**WORK TO COMPLETE**
1. Repeat the portion of the neck-cracking article that begins with the words containing "When Hader arrived" and ends with "underwent inpatient therapy.", copying it word for word.
2. List the symptoms that the final paragraph of the neck-cracking article says Hader suffered from.
3. Resume the article about the stroke caused by neck cracking, picking up after its last sentence.

***** TEXT SECTION *****

A lot of people crack their joints to relieve pressure or stress, but the practice can lead to severe injuries. In March, in an attempt to stretch his sore neck, 28-year-old Josh Hader of Guthrie, Oklahoma, accidentally damaged arteries in the area, which caused him to experience a stroke that resulted in the left side of his body going completely numb, CNN reports.

Hader said he was walking at almost a 45-degree angle to the left as a result of the medical event.

“When he popped his neck, he tore arteries that go to the bone of the neck, where the neck joins the skull at the base of the brain,” explained Vance McCollom, MD, the doctor who treated Hader at Mercy Hospital in Oklahoma. “The way he twisted the neck caused a bisection.”

When Hader arrived at the medical center, doctors gave him tissue plasminogen activator, or tPA, a medication used to help dissolve blood clots. He spent four days in intensive care and underwent inpatient therapy.

In addition to the numbness, Hader also suffered from weakness and double vision. Doctors required him to wear an eye patch for several weeks because of debility in one of the muscles leading to the eye.

***** EXTRACTED RECORDS *****

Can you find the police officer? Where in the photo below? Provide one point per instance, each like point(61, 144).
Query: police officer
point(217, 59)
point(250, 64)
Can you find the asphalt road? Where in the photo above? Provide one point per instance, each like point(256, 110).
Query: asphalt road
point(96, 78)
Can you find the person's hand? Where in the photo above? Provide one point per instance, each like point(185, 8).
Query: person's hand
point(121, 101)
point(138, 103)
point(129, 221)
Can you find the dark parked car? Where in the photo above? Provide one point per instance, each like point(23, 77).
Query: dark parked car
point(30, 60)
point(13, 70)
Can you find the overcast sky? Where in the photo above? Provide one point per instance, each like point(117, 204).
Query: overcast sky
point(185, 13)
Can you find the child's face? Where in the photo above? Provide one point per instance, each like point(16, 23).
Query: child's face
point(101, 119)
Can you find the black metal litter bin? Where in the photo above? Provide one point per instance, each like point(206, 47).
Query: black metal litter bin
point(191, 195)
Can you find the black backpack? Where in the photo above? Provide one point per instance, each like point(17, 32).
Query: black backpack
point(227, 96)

*****
***** EXTRACTED RECORDS *****

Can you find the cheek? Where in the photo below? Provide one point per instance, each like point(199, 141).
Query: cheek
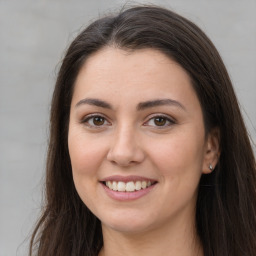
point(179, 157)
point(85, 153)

*****

**EXPECTED RESULTS**
1.
When Hader arrived at the medical center, doctors gave him tissue plasminogen activator, or tPA, a medication used to help dissolve blood clots. He spent four days in intensive care and underwent inpatient therapy.

2. numbness, weakness, double vision

3.
Since completing rehab, Hader is able to amble about without a walker or cane, but he tires much more quickly, finds it difficult to walk long distances and has shaky balance. “My left side tingles a little and feels heavier than it used to,” he adds. “I also don’t have as much control of that side as I used to. My right side doesn’t feel sharp pain or hot and cold.”

One of the worst side effects of Hader’s stroke was hiccups lasting two weeks straight that made it almost impossible for him to breathe.

McCollum attributed Hader’s hiccups to the fact that it occurred at the base of the brain and said he has seen other individuals who have experienced the same kind of stroke.